++++ GIVEN TEXT ++++

Saturday, 15 August 2009

Wild boys never chose this way


We're back from France again. Went to the same place as last year, so I won't bore you with the details. This year was enhanced by hotter weather ( a definite improvement on the mudbath of New Wine, the theological content of which I will get round to posting about eventually) and children old enough to entertain themselves for longer thus leaving me and the missus with more time to read, relax and eat the local fayre, although I definitely do not recommend the tripe!

You know that thing where you say to your kids "Go on, eat up", well I wish I'd never said it after ordering "tripes a l'ancienne" only to discover it tasted like old socks and (possibly because it was a little too "ancienne") had a disastrous effect on my digestive system.


We also took in a local leisure facility called Cap Decouverte which I would thoroughly recommend if you're ever in the area.


Things I did on holiday I'd never done before (or not for a very long time anyway)

1. Eat Tripe (see above)

2. Ride a penny farthing (see photo)


3. Read an entire non-fiction book that wasn't about Theology or sport.

++++ PROVIDED DATA ++++

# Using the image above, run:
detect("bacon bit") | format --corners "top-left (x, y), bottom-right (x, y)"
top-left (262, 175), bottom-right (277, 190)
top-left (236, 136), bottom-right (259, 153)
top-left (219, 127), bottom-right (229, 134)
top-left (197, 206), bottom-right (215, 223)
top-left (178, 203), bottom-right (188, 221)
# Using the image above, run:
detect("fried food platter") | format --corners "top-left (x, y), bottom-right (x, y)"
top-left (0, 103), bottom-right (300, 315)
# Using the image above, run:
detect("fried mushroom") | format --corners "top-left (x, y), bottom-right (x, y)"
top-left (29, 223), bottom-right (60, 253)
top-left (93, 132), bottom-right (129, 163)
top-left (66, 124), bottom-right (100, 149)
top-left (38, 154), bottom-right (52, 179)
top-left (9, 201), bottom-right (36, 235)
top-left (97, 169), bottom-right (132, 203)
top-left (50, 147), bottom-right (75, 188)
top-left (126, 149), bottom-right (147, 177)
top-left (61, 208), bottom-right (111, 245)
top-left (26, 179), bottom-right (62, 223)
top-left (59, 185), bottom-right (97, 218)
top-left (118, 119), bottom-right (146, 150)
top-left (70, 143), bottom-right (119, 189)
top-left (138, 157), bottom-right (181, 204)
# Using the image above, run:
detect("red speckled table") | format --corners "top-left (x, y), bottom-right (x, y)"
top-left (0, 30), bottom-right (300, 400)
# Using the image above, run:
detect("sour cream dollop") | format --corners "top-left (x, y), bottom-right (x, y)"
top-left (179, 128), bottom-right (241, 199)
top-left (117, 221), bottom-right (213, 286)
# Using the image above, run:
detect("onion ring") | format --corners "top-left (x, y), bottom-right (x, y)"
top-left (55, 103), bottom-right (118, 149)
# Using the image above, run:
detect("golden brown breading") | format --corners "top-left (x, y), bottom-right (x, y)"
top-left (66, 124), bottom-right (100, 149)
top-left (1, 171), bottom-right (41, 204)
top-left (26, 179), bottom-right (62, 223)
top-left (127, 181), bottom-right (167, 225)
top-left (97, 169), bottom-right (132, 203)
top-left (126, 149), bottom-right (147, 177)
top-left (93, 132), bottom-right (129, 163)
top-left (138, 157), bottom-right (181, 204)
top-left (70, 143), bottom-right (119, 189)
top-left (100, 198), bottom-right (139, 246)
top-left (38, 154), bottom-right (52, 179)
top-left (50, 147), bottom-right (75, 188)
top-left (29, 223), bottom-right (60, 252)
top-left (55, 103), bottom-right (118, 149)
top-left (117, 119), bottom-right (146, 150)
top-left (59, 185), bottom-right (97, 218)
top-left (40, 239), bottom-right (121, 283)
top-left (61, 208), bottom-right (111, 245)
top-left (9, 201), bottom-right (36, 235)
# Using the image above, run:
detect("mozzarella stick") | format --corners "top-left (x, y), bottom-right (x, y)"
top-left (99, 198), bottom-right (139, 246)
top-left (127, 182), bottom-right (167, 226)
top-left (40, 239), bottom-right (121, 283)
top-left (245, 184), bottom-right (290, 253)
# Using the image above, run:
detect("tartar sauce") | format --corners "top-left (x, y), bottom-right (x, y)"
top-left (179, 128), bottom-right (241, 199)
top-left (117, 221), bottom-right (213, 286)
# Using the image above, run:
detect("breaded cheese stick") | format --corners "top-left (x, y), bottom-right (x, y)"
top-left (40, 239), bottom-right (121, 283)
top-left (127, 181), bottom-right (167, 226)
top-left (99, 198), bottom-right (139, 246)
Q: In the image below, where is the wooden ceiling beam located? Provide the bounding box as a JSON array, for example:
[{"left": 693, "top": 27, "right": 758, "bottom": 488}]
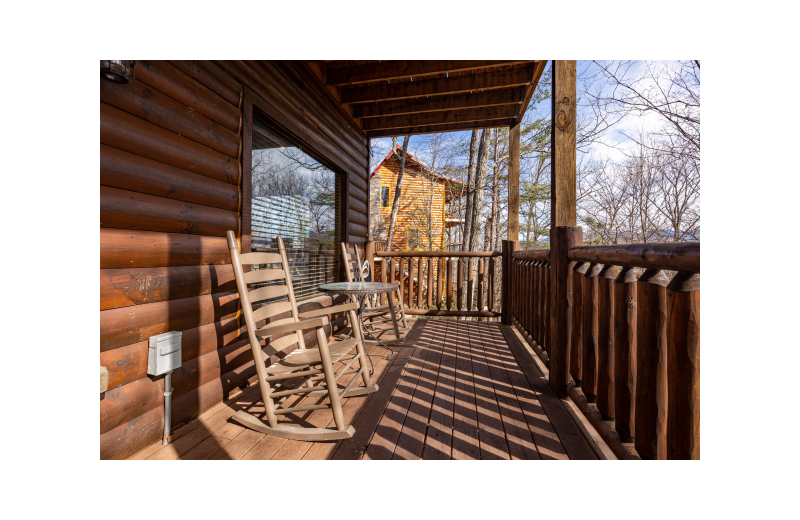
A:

++++

» SET TASK: Print, word for word, the part of the France holiday post above that begins at "We also took" and stops after "Tripe (see above)".

» TASK ANSWER:
We also took in a local leisure facility called Cap Decouverte which I would thoroughly recommend if you're ever in the area.


Things I did on holiday I'd never done before (or not for a very long time anyway)

1. Eat Tripe (see above)